--- START ---

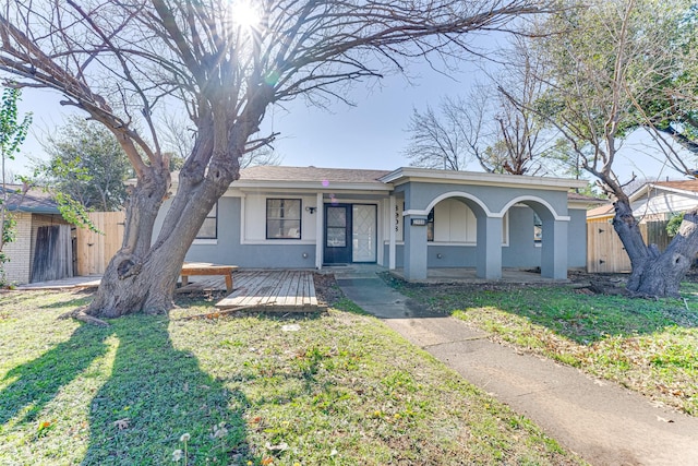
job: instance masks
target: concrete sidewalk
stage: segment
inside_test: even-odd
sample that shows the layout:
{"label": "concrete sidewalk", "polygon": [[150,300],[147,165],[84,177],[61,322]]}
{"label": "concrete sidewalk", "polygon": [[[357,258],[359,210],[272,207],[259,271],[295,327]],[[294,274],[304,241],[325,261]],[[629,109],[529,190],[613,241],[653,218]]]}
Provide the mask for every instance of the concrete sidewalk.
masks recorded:
{"label": "concrete sidewalk", "polygon": [[389,288],[371,267],[333,270],[346,296],[592,465],[698,465],[698,419],[614,383],[518,354]]}

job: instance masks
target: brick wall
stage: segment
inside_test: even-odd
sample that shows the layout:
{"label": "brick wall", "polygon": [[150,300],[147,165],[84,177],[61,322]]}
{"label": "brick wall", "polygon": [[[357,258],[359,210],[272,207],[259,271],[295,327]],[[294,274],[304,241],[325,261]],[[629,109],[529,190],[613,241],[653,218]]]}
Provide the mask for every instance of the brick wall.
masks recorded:
{"label": "brick wall", "polygon": [[29,283],[32,270],[32,214],[13,214],[16,219],[15,240],[4,246],[3,252],[10,262],[5,262],[5,279],[10,284]]}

--- END ---

Task requirements
Copy every line of the data above, adding 125 to each coordinate in the recorded masks and leaving all other lines unchanged, including the numbers in the layout lines. Leave out the pictures.

The response
job: instance masks
target: concrete sidewalk
stage: segment
inside_test: even-odd
sample that shows the layout:
{"label": "concrete sidewalk", "polygon": [[150,300],[147,165],[84,177],[61,322]]}
{"label": "concrete sidewalk", "polygon": [[[357,258],[359,210],[272,207],[259,271],[295,327]],[[294,274],[304,241],[325,261]],[[629,109],[529,190],[613,241],[653,218]]]}
Provide the mask for every instance of the concrete sidewalk.
masks recorded:
{"label": "concrete sidewalk", "polygon": [[514,413],[496,392],[458,395],[471,421],[717,590],[823,590],[823,544],[739,508],[643,479]]}

job: instance masks
target: brick wall
stage: segment
inside_test: even-odd
sample that shows the layout:
{"label": "brick wall", "polygon": [[150,300],[147,165],[84,177],[61,322]]}
{"label": "brick wall", "polygon": [[[357,258],[359,210],[272,207],[259,271],[295,327]],[[294,274],[304,241],[325,261]],[[629,109],[529,190],[613,241],[653,218]]]}
Provide the mask for every instance of the brick wall.
masks recorded:
{"label": "brick wall", "polygon": [[154,408],[157,395],[157,339],[138,339],[141,344],[140,365],[129,371],[128,377],[135,387],[130,387],[130,404],[135,409]]}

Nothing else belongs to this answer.